◆ To do
Print the data that follows word for word, leaving out any picture.

◆ Source data
────────────────

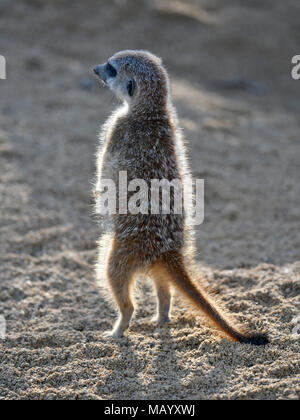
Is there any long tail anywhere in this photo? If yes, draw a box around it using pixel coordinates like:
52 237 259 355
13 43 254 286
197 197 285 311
158 251 269 346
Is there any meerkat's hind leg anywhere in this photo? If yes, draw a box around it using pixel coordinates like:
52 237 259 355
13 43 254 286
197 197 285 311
104 247 136 338
104 269 134 338
150 265 171 325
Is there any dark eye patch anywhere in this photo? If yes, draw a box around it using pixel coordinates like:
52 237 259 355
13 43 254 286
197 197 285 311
127 79 135 97
105 63 117 78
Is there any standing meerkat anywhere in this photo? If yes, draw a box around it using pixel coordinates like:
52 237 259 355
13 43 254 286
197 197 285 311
93 50 268 345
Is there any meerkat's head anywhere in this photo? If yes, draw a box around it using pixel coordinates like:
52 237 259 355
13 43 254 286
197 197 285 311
93 50 169 109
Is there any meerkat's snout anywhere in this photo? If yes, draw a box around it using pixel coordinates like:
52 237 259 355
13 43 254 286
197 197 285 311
93 65 101 76
94 62 118 82
93 58 136 100
93 64 108 83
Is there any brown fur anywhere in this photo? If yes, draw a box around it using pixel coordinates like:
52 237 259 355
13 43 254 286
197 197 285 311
93 50 269 345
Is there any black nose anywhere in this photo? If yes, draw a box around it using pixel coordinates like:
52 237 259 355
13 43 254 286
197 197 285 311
93 66 100 76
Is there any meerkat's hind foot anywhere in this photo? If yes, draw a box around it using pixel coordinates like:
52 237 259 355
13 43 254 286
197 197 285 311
238 332 269 346
103 325 126 339
103 317 132 339
103 330 123 339
151 314 170 326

────────────────

◆ Answer space
Is there any long tail anywhere in this photo? If yes, draw a box around it using pixel coordinates like:
52 237 259 355
13 43 254 286
197 197 285 311
158 251 269 346
Is there any meerkat's hind leg anywhere in this photo? If yes, draw a box around it using pixel coordinates like:
52 237 259 355
13 43 254 286
197 197 285 311
104 247 136 338
104 269 134 338
150 265 171 325
Is there any dark eye patch anywhere in this photo? If yes, draw a box around it using pixel coordinates like:
52 237 259 355
13 43 254 286
197 197 285 311
127 79 135 97
105 63 117 78
Is there any standing meerkat anywhere in this photo? If yes, draw a box around it using pixel coordinates like:
52 237 259 355
13 43 254 286
197 197 285 311
93 50 268 345
Is there any meerkat's head anywhere in this photo? If yes, draw a box around it using pixel coordinates like:
52 237 259 355
13 43 254 286
197 197 285 311
93 50 169 109
Is there any meerkat's snout anywhere in this photo? If yes, draw a box around it using pixel coordinates like:
52 237 259 355
13 43 254 286
197 197 285 311
93 65 101 76
94 62 118 82
93 58 136 100
93 64 108 83
Is there any brown fur anywhere in this photo? If yes, draw a box around it using pixel coordinates like:
52 237 259 355
13 43 254 286
197 197 285 311
93 50 269 345
Is there any black nose anywhere in this photo? If yes, draw a box around it using pixel coordinates like:
52 237 259 355
13 43 254 286
197 197 285 311
93 66 100 76
Is there any meerkat's hind foot anywhere in this photo? If yes, draw a box around it using pixel coordinates like:
52 237 259 355
13 43 254 286
197 197 285 311
238 332 269 346
103 325 126 339
103 317 132 339
103 330 123 339
151 314 170 326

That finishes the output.